▶ [Work to complete]
Please copy all the lines that follow, word for word.

=== Data lines ===

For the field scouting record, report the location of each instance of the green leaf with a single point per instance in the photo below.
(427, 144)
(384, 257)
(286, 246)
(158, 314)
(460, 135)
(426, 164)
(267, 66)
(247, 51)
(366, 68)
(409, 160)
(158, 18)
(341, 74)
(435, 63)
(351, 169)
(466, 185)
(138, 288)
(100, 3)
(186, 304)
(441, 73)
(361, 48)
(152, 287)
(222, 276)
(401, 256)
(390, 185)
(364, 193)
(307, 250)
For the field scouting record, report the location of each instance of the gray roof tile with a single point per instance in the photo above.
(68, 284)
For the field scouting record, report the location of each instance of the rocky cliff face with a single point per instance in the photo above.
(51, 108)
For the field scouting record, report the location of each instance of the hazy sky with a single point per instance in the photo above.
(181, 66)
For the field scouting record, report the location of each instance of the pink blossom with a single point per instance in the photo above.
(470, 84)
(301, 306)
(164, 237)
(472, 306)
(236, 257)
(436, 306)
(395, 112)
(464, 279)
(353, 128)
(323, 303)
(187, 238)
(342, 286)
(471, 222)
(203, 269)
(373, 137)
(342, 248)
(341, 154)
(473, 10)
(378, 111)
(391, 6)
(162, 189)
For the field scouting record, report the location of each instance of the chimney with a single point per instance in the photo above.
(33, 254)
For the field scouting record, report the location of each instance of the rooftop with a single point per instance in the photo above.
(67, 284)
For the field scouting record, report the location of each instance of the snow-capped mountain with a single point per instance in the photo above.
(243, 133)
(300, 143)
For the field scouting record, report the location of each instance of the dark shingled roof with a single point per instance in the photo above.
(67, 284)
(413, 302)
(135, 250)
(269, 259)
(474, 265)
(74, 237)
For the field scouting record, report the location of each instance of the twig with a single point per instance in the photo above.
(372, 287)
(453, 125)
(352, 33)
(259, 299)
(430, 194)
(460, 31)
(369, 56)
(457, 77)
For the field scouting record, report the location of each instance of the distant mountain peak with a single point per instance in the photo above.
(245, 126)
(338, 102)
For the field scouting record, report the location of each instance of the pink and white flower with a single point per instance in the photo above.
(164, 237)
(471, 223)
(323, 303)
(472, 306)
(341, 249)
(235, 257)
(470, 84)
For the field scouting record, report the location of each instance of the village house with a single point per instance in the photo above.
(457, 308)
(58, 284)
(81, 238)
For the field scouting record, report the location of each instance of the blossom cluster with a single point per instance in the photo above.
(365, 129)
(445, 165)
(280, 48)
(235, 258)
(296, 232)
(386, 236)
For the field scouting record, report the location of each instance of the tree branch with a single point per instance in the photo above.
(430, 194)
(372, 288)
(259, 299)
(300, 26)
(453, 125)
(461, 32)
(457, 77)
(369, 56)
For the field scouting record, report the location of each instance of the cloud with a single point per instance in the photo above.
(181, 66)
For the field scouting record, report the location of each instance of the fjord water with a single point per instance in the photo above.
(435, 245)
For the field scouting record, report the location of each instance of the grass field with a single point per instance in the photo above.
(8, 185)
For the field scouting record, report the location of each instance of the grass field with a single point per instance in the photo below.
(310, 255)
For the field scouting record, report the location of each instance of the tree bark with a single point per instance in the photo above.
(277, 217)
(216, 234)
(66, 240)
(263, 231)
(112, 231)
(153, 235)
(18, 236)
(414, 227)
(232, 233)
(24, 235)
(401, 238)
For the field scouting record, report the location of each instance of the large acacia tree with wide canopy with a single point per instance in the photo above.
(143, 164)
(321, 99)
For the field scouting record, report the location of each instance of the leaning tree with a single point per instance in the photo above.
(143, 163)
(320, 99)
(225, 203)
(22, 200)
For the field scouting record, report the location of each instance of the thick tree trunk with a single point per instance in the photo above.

===

▶ [Task solution]
For the field scouting record, report the location of each instance of the green leaf with a single point per instance in the photo below.
(427, 144)
(384, 257)
(286, 246)
(158, 314)
(460, 135)
(426, 164)
(267, 66)
(247, 51)
(366, 68)
(409, 160)
(158, 18)
(341, 74)
(435, 63)
(351, 169)
(466, 185)
(138, 288)
(100, 3)
(186, 304)
(441, 73)
(361, 48)
(152, 287)
(222, 276)
(401, 256)
(390, 185)
(364, 193)
(307, 250)
For the field scouting record, report the location of each instance of the gray roof tile with a single point per instance in the photo above.
(68, 284)
For the field scouting record, report the location of each instance of the rocky cliff face with a single point per instance in the photo above.
(51, 108)
For the field scouting record, report the location of each instance of the hazy sky with a single point per instance in the photo above.
(181, 66)
For the field scouting record, report the location of each instance of the pink blossom with a single point per instance in the photo above.
(470, 84)
(301, 306)
(164, 237)
(472, 306)
(236, 257)
(436, 306)
(395, 112)
(464, 279)
(353, 128)
(323, 303)
(187, 238)
(342, 286)
(471, 222)
(203, 269)
(373, 137)
(342, 248)
(341, 154)
(473, 10)
(378, 111)
(391, 6)
(162, 189)
For the field scouting record, report the location of each instance of the chimney with a single point per instance in the photo above.
(33, 254)
For the field scouting record, report the location of each instance of the rooftop with a single point per instance in the photo above.
(67, 284)
For the field scouting record, report the location of each instance of the snow-capped mountain with a single point per instance in the photo above.
(243, 133)
(300, 143)
For the field scouting record, report the location of each instance of the dark shingled roof with a single point per instance in the photo above.
(67, 284)
(413, 302)
(135, 250)
(269, 259)
(474, 265)
(74, 237)
For the field scouting record, report the location of each instance of the twig with a single point per instance in the photo above.
(372, 287)
(453, 125)
(352, 33)
(259, 299)
(430, 194)
(460, 31)
(369, 56)
(457, 77)
For the field scouting record, report the location of each instance of the distant mountain peak with a single point per instance in the photo above.
(245, 126)
(338, 102)
For the field scouting record, report the location of each instance of the pink and white flower with a single point per instance in the photo above.
(164, 237)
(471, 223)
(323, 303)
(472, 306)
(341, 249)
(235, 257)
(470, 84)
For the field scouting record, report the location of each instance of the village house with a single point per instance in the photo above.
(457, 308)
(58, 284)
(81, 238)
For the field scouting record, report the location of each instance of the blossom cluster with a single point per instance in the photo above.
(365, 129)
(445, 165)
(280, 48)
(235, 258)
(296, 232)
(386, 236)
For the field scouting record, report the location of each instance of the tree branch with a single point per instance in the photo above.
(430, 194)
(372, 288)
(259, 299)
(300, 26)
(453, 125)
(461, 32)
(457, 77)
(369, 56)
For the field scouting record, report the location of each instance of the cloud with a single point per instance in the photo above.
(181, 66)
For the field scouting record, report the location of each instance of the fjord water with a single point per instance in the photo above.
(435, 245)
For the field scouting record, report the location of each instance of the grass field with a single point per instance in the photo above.
(8, 185)
For the field scouting record, report the location of each instance of the grass field with a single point per instance in the photo below.
(310, 255)
For the field scouting record, report the location of each instance of the tree bark with a single point per instance in the photo above.
(277, 217)
(216, 234)
(66, 240)
(263, 231)
(112, 231)
(153, 235)
(18, 236)
(414, 227)
(232, 233)
(24, 235)
(401, 238)
For the field scouting record, report the location of each instance of the large acacia tree with wide canopy with a single point per instance in the photo above.
(143, 164)
(321, 99)
For the field scouting record, report the location of each instance of the leaning tree with a single point per instance in the photo above.
(143, 163)
(320, 99)
(225, 203)
(22, 200)
For the field scouting record, report the location of each instance of the thick tree trunk with a single point per instance in the photo above.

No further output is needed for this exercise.